==== Data
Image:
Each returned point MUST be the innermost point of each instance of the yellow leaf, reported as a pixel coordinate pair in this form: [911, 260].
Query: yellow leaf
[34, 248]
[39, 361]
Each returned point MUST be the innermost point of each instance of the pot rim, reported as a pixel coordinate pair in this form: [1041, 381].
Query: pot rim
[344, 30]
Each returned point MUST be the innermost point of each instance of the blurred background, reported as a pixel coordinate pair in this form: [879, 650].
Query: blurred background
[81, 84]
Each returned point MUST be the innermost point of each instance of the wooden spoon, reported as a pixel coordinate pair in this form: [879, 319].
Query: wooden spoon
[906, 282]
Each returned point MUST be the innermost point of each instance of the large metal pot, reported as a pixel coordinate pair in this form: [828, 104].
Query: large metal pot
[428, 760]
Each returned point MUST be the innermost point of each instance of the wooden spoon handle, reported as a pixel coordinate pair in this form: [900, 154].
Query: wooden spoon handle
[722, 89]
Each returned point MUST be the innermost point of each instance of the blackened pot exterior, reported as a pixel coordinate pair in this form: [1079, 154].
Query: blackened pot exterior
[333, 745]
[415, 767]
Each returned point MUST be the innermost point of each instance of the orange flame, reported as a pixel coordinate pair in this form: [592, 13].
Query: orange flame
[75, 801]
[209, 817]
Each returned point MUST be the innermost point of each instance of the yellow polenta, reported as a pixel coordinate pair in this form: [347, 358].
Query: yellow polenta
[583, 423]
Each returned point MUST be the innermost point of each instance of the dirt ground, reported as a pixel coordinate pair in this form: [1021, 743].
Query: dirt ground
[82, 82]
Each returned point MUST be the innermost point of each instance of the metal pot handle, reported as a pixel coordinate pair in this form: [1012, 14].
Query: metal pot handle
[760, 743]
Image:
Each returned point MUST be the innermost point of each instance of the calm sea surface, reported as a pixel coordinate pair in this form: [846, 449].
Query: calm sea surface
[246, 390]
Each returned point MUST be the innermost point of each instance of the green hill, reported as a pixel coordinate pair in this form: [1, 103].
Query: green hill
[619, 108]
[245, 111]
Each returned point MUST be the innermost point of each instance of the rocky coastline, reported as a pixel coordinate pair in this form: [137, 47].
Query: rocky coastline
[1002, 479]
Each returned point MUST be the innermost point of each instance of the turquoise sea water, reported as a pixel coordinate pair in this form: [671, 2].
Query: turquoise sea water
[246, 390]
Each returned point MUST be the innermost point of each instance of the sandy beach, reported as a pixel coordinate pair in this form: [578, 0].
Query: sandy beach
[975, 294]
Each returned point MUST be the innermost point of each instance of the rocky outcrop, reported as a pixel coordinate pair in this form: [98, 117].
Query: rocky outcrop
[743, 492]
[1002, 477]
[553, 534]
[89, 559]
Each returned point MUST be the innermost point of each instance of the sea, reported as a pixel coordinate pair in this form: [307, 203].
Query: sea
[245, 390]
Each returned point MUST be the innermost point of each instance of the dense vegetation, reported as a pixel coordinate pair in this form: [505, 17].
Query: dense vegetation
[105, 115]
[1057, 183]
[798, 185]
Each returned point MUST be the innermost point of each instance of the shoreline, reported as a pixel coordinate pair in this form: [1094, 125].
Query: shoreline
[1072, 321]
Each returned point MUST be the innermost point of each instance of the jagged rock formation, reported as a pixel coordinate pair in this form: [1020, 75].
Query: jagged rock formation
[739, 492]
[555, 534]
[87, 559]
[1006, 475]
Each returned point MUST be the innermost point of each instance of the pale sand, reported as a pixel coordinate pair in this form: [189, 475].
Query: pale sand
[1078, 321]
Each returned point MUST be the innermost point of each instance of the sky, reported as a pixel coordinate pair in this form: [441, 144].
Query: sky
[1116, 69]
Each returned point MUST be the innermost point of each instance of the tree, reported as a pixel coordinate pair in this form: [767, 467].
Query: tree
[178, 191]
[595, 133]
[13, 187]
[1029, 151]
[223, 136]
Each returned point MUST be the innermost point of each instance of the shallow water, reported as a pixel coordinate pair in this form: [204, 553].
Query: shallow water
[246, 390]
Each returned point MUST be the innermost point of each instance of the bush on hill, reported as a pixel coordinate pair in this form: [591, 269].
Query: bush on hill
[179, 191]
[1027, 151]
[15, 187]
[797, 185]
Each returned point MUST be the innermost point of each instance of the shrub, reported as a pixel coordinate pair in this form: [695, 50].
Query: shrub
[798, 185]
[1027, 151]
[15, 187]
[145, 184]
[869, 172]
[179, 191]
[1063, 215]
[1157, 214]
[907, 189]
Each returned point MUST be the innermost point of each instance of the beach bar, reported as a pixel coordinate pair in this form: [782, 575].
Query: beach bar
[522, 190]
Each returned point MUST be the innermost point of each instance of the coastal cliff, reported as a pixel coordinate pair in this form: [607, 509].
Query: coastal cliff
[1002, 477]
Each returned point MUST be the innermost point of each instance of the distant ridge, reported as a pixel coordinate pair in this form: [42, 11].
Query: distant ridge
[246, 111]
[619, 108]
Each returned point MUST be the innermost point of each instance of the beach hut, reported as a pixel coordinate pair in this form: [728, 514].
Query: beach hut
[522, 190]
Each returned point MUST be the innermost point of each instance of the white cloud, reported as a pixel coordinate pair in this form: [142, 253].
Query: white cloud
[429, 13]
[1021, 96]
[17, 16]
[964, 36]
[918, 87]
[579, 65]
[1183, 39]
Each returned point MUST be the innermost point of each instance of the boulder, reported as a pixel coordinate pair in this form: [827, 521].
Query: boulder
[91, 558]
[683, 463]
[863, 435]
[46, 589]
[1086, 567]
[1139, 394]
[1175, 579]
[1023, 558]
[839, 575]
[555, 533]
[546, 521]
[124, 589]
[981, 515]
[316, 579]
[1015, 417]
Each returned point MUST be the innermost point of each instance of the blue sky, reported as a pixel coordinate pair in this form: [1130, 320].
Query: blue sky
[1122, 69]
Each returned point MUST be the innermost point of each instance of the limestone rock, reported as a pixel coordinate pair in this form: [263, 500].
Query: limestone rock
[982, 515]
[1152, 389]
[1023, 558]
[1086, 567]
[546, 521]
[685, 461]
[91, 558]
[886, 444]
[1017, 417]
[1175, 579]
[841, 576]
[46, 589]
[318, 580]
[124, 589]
========
__Work to complete__
Word for word, give back the data shown above.

__Answer for the task__
Image:
Each returned point MUST be the innermost point of each instance of the yellow leaf, reported as a pixel coordinate pair in this form: [911, 260].
Query: yellow leaf
[34, 248]
[39, 361]
Each returned point MUST be the innermost point of each instance of the pot rim, reported as a pixel coordinate pair in this form: [1041, 381].
Query: pot rim
[344, 30]
Each returned point MUST be the innermost point of each instance of the blurred background, reported as a pixel coordinate pair in this form: [879, 650].
Query: blurred background
[81, 84]
Each returned point MUST be the innermost point of each instance of the wooden spoon, reported as a pixel coordinate pair in this form: [879, 319].
Query: wooden spoon
[906, 282]
Each returned point MUST be the innermost point of each instance of the large metal pot, reported as a pixel coordinate pair in this form: [828, 104].
Query: large metal pot
[428, 760]
Each returned point MUST be the innermost point of each instance of the wooden spoon handle, reported as a pixel coordinate pair in this form: [900, 154].
Query: wooden spoon handle
[722, 89]
Each returned point MUST be the innermost point of each instance of the blackened pot exterior, reported as a pixel coordinate pair in this form: [1079, 154].
Query: blackened pot exterior
[333, 745]
[415, 767]
Each returned point MUST be the innermost point of each instance of the orange flame, reported as a pixel coordinate pair in this form: [592, 13].
Query: orange flame
[75, 801]
[209, 817]
Each returned point MUST be the innermost point of each instance of the yellow polenta, reported as a pixel coordinate pair in this form: [347, 358].
Query: yellow polenta
[583, 423]
Each returned point MUST be the innermost point of each instance of the dirt ground, reported as a pixel coordinate pair in this form: [1021, 743].
Query: dirt ground
[82, 82]
Each returned point MUST be the innermost point of each instance of the metal pot handle, reported as a pixel coordinate pair in this form: [1012, 14].
Query: metal pot handle
[760, 743]
Image:
Each returned point MUST be the innermost point of each instance of the calm sea surface, reported as a pixel coordinate pair in this form: [846, 449].
Query: calm sea surface
[246, 390]
Each returned point MUST be the innermost point of each instance of the green hill, reported as a pixel coordinate pair in this form: [1, 103].
Query: green hill
[619, 108]
[245, 111]
Each returned point MUST be the innermost point of each instance of the rocky coastline, reported as a pixel coordinate pair in this form: [137, 47].
Query: rocky coastline
[1002, 479]
Each returned point MUST be the innermost point of each instance of the turquoise sea water, reported as a pixel coordinate pair in this form: [671, 2].
Query: turquoise sea water
[246, 390]
Each returned point MUST be the innermost point of each instance of the sandy beach, reported as a pixel coordinate pair in this form: [578, 0].
Query: sandy beach
[975, 294]
Each returned point MUST be the innermost point of each instance of the rocky outcrop, reported as a pixel coordinate pair in this form: [98, 117].
Query: rocky outcrop
[743, 492]
[1002, 477]
[553, 534]
[89, 559]
Each returned point MUST be the innermost point of each instance of the sea, reported as a pixel coordinate pair in this form: [307, 203].
Query: sea
[245, 390]
Each returned point MUST be the innermost point of each instance of the dense vegetation, reported as a pixel coordinate pair in this form: [505, 17].
Query: dense vegetation
[105, 115]
[1057, 183]
[798, 185]
Each returned point MUST be the innermost point of each instance of the shoreline, reported as a pixel coordinate pair in this form: [1094, 125].
Query: shoreline
[1072, 321]
Each returned point MUST be the innermost point of each instance of the jagged rock formation, reported as a pixel coordinate pair in this form: [1020, 75].
Query: jagged rock formation
[739, 492]
[555, 534]
[87, 559]
[1006, 475]
Each returned point MUST be the innermost point of each instance of the pale sand, reported as a pixel coordinate pair in this form: [189, 475].
Query: pale sand
[1078, 321]
Each returned point MUST be the innermost point of each instance of the sky, reported as a pixel coordinate pair in this form: [441, 144].
Query: sky
[1116, 69]
Each returned point MUST be the innermost point of each instance of the tree, reported as a pixel coordinate pair in this form: [767, 467].
Query: tree
[178, 191]
[595, 133]
[13, 187]
[1029, 151]
[223, 136]
Each returned point MUST be the innermost point of each instance of the shallow water, reported as a pixel coordinate pair in this form: [204, 553].
Query: shallow water
[246, 390]
Each returned point MUST be the innermost point of each instance of the bush on hill, reported as a pixel coordinate pair in this form: [591, 269].
Query: bush on hill
[179, 191]
[1027, 151]
[15, 187]
[797, 185]
Each returned point MUST be the innermost point of each instance of the shrub, reported as a pixel coordinate pair in this form: [695, 50].
Query: shrub
[798, 185]
[1027, 151]
[15, 187]
[145, 184]
[869, 172]
[179, 191]
[1063, 215]
[1157, 214]
[907, 189]
Each returned point MUST be the innermost point of each instance of the beach bar, reported as a pixel coordinate pair in this form: [782, 575].
Query: beach bar
[522, 190]
Each returned point MUST be the innermost point of each instance of the coastal cliff, reported as a pixel coordinate pair in this form: [607, 509].
Query: coastal cliff
[1002, 477]
Each returned point MUST be the innermost point of each instance of the distant ridge, reported as a pixel coordinate pair in this form: [42, 11].
Query: distant ridge
[246, 111]
[619, 108]
Each returned point MUST be the innermost point of each instance of the beach hut, reported as a pixel coordinate pair in this form: [728, 514].
Query: beach hut
[522, 190]
Each returned point MUST be the innermost point of each instance of the white cloud, reported as a pixel coordinate pair in this form: [142, 253].
Query: white cloud
[429, 13]
[1021, 96]
[17, 16]
[964, 36]
[918, 87]
[579, 65]
[1183, 39]
Each returned point MUST be the innermost point of each instance of the boulder, reported as a pixel coordinate pair in this form: [827, 521].
Query: boulder
[91, 558]
[683, 463]
[863, 435]
[46, 589]
[1086, 567]
[1139, 394]
[1175, 579]
[1023, 558]
[839, 575]
[555, 533]
[546, 521]
[124, 589]
[981, 515]
[316, 579]
[1015, 417]
Each returned point MUST be the innermost point of each instance of the blue sky, reported as a pixel coordinate pair in this form: [1130, 320].
Query: blue sky
[1122, 69]
Each returned point MUST be the innermost point of each instance of the limestone rock, reported as a pixel coordinate pair in this form: [263, 500].
Query: limestone rock
[982, 515]
[1152, 389]
[1023, 558]
[1086, 567]
[546, 521]
[685, 461]
[91, 558]
[886, 444]
[1017, 417]
[1175, 579]
[841, 576]
[46, 589]
[318, 580]
[124, 589]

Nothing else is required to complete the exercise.